Entries shown >>
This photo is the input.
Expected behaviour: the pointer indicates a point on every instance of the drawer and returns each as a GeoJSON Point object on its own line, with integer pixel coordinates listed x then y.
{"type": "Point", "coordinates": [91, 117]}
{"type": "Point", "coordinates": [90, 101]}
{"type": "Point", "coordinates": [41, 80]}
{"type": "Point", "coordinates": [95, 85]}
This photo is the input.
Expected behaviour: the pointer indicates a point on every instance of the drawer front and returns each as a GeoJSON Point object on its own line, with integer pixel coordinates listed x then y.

--

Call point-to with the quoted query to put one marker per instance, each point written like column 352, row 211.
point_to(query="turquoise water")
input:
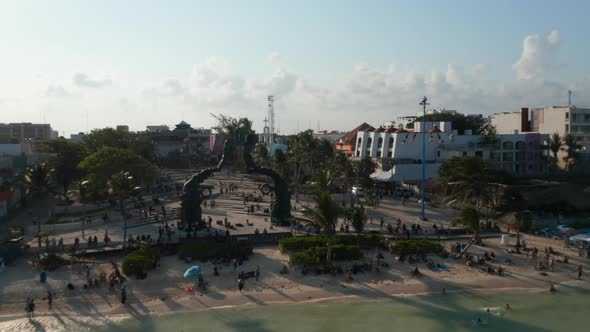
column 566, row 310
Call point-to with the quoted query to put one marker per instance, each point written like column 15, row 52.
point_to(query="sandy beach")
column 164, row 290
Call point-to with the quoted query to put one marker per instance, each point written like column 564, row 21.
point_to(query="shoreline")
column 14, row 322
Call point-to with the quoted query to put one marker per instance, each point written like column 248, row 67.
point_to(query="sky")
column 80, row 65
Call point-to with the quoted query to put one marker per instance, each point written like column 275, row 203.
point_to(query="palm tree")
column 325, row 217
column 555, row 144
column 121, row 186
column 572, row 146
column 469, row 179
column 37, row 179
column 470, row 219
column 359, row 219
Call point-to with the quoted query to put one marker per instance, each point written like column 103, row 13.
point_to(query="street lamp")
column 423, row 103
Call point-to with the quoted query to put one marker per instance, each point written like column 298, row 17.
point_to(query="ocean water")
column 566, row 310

* * *

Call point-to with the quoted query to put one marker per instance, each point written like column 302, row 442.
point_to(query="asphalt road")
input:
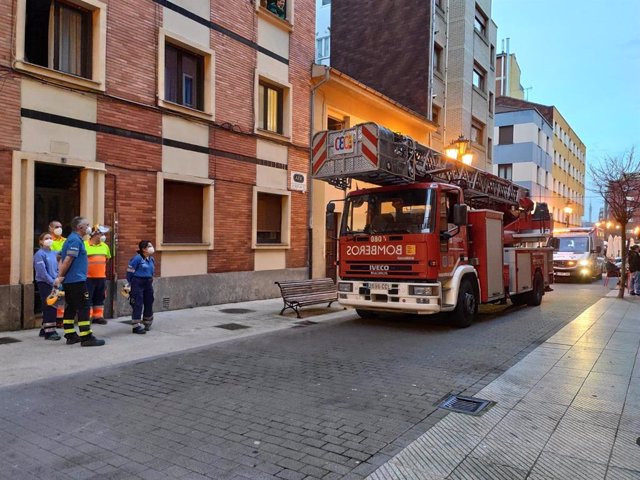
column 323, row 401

Problem >> Make a copy of each line in the records above that has the word "Call".

Response >>
Call point-to with the quoted query to put one marker per instance, each point written like column 352, row 211.
Call point-to with the quoted query to put one marker per instance, each point written like column 15, row 52.
Call point-to with the quoted query to put one marker per instance, each point written like column 564, row 21.
Call point-to with the quoted query to put one marker per instance, each point written like column 248, row 67.
Call point-to with the quoted query to put one marker per instance, each point written like column 275, row 203.
Call point-to with the quoted query to put one marker per instance, each point written like column 103, row 13.
Call point-to with the quoted query to put one marker per instance, each point written like column 298, row 17.
Call point-to with the quoted query to put one marker per instance, each point written like column 302, row 442.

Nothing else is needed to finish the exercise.